**What you have to do:**
Reproduce every line of the material below verbatim, changing nothing.

**Items from a data source:**
* * *

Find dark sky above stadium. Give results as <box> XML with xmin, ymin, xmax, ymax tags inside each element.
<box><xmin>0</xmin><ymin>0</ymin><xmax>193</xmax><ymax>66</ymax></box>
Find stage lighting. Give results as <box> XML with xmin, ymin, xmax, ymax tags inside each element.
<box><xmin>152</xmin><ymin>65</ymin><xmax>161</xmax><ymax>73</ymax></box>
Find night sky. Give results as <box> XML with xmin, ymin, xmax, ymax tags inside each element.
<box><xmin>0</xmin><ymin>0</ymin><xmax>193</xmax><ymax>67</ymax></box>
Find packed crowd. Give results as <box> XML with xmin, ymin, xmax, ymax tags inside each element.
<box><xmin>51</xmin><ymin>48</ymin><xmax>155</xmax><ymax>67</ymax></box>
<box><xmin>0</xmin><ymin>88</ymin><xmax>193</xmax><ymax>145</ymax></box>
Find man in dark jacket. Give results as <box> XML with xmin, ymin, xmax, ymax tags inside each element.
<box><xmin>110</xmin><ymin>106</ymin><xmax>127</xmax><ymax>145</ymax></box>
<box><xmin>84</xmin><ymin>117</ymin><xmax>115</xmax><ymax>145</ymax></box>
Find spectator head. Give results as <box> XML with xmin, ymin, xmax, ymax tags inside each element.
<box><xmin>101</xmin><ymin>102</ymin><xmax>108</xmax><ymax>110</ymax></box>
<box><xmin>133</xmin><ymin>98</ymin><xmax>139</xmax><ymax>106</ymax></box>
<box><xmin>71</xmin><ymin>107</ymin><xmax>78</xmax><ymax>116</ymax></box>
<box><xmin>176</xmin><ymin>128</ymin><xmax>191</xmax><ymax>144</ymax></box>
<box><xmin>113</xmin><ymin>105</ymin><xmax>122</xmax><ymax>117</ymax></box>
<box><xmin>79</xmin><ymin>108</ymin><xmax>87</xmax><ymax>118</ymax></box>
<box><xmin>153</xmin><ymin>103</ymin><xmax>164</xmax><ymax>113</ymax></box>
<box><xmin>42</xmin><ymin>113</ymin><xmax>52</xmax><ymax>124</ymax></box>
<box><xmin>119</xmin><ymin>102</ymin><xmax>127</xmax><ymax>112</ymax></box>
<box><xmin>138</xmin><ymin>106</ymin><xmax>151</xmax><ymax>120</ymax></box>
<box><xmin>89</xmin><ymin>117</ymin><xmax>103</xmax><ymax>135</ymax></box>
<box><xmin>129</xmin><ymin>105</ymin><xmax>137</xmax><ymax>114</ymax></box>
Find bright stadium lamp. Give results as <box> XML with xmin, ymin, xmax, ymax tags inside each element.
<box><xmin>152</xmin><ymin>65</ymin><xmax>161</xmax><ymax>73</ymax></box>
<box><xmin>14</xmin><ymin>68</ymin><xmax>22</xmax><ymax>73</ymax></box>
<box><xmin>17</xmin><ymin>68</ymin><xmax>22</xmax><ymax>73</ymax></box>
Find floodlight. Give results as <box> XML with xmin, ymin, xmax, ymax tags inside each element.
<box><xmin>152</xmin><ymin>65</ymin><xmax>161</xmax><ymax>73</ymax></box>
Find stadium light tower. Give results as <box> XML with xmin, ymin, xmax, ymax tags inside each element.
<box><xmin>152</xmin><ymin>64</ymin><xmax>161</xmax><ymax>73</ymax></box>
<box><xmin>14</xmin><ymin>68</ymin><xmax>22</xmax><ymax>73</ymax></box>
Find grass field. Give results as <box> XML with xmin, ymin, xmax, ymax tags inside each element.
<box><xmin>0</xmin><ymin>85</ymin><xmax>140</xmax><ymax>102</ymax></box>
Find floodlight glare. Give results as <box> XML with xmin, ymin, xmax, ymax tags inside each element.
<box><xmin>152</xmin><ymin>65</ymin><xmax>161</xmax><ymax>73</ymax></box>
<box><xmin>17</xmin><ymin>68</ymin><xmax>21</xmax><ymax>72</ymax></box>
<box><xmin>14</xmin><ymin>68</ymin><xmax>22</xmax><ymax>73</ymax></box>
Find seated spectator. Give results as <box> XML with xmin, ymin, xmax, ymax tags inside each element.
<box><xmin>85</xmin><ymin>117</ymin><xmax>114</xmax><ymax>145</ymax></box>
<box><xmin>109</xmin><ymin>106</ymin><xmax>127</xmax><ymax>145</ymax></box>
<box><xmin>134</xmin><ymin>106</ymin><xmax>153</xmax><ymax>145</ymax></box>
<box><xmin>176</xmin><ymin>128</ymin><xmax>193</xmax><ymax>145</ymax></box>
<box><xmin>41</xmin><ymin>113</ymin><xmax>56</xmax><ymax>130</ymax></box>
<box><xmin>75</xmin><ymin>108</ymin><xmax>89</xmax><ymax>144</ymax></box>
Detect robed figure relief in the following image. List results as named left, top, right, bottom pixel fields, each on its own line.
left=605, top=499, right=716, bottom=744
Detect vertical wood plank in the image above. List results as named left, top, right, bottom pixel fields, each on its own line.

* * *

**Response to this exercise:**
Find dark sky above stadium. Give results as <box> XML with xmin, ymin, xmax, ymax tags inside each element.
<box><xmin>0</xmin><ymin>0</ymin><xmax>193</xmax><ymax>66</ymax></box>
Find stage lighting. Give results as <box> XML with xmin, ymin, xmax, ymax tags inside each element.
<box><xmin>152</xmin><ymin>65</ymin><xmax>161</xmax><ymax>73</ymax></box>
Find night sky. Give results as <box> XML with xmin, ymin, xmax, ymax tags inside each element.
<box><xmin>0</xmin><ymin>0</ymin><xmax>193</xmax><ymax>67</ymax></box>
Find packed crowd. Give results as <box> XML with xmin, ymin, xmax, ymax tags inside each element.
<box><xmin>51</xmin><ymin>48</ymin><xmax>155</xmax><ymax>67</ymax></box>
<box><xmin>0</xmin><ymin>88</ymin><xmax>193</xmax><ymax>145</ymax></box>
Find man in dark jacket. Give results as <box> XML with xmin, ymin, xmax, ymax tags inside each element.
<box><xmin>110</xmin><ymin>106</ymin><xmax>127</xmax><ymax>145</ymax></box>
<box><xmin>84</xmin><ymin>117</ymin><xmax>115</xmax><ymax>145</ymax></box>
Find spectator head. Give results as <box> XML with xmin, ymin, xmax, ymax tags inside each element.
<box><xmin>101</xmin><ymin>102</ymin><xmax>108</xmax><ymax>110</ymax></box>
<box><xmin>133</xmin><ymin>98</ymin><xmax>139</xmax><ymax>106</ymax></box>
<box><xmin>71</xmin><ymin>107</ymin><xmax>78</xmax><ymax>116</ymax></box>
<box><xmin>176</xmin><ymin>128</ymin><xmax>191</xmax><ymax>144</ymax></box>
<box><xmin>113</xmin><ymin>105</ymin><xmax>122</xmax><ymax>117</ymax></box>
<box><xmin>79</xmin><ymin>108</ymin><xmax>87</xmax><ymax>118</ymax></box>
<box><xmin>153</xmin><ymin>103</ymin><xmax>164</xmax><ymax>113</ymax></box>
<box><xmin>42</xmin><ymin>113</ymin><xmax>52</xmax><ymax>124</ymax></box>
<box><xmin>119</xmin><ymin>102</ymin><xmax>127</xmax><ymax>112</ymax></box>
<box><xmin>138</xmin><ymin>106</ymin><xmax>151</xmax><ymax>120</ymax></box>
<box><xmin>89</xmin><ymin>117</ymin><xmax>103</xmax><ymax>135</ymax></box>
<box><xmin>129</xmin><ymin>105</ymin><xmax>137</xmax><ymax>114</ymax></box>
Find bright stadium lamp. Give results as <box> XML with xmin, ymin, xmax, ymax tags inside each element.
<box><xmin>152</xmin><ymin>65</ymin><xmax>161</xmax><ymax>73</ymax></box>
<box><xmin>14</xmin><ymin>68</ymin><xmax>22</xmax><ymax>73</ymax></box>
<box><xmin>17</xmin><ymin>68</ymin><xmax>22</xmax><ymax>73</ymax></box>
Find floodlight. Give results as <box> XML with xmin, ymin, xmax, ymax tags inside each element.
<box><xmin>152</xmin><ymin>65</ymin><xmax>161</xmax><ymax>73</ymax></box>
Find stadium light tower. Give results as <box> XML with xmin, ymin, xmax, ymax tags inside each element.
<box><xmin>152</xmin><ymin>64</ymin><xmax>161</xmax><ymax>73</ymax></box>
<box><xmin>14</xmin><ymin>68</ymin><xmax>22</xmax><ymax>73</ymax></box>
Find grass field. Give results as <box> XML with xmin, ymin, xmax, ymax tags inside each element.
<box><xmin>0</xmin><ymin>85</ymin><xmax>140</xmax><ymax>102</ymax></box>
Find floodlight glare. Give results as <box> XML with xmin, ymin, xmax, ymax tags inside each element.
<box><xmin>152</xmin><ymin>65</ymin><xmax>161</xmax><ymax>73</ymax></box>
<box><xmin>17</xmin><ymin>68</ymin><xmax>21</xmax><ymax>72</ymax></box>
<box><xmin>14</xmin><ymin>68</ymin><xmax>22</xmax><ymax>73</ymax></box>
Find seated spectator. Give results as <box> XML with xmin, ymin, xmax, ymax tags inside each element.
<box><xmin>85</xmin><ymin>117</ymin><xmax>114</xmax><ymax>145</ymax></box>
<box><xmin>109</xmin><ymin>106</ymin><xmax>127</xmax><ymax>145</ymax></box>
<box><xmin>134</xmin><ymin>106</ymin><xmax>153</xmax><ymax>145</ymax></box>
<box><xmin>176</xmin><ymin>128</ymin><xmax>193</xmax><ymax>145</ymax></box>
<box><xmin>41</xmin><ymin>113</ymin><xmax>56</xmax><ymax>130</ymax></box>
<box><xmin>75</xmin><ymin>108</ymin><xmax>89</xmax><ymax>144</ymax></box>
Detect robed figure relief in the following image. List results as named left, top, right, bottom pixel fields, each on its own line.
left=605, top=499, right=716, bottom=744
Detect vertical wood plank in the image above. List results as named left, top, right, bottom pixel fields, each on its own line.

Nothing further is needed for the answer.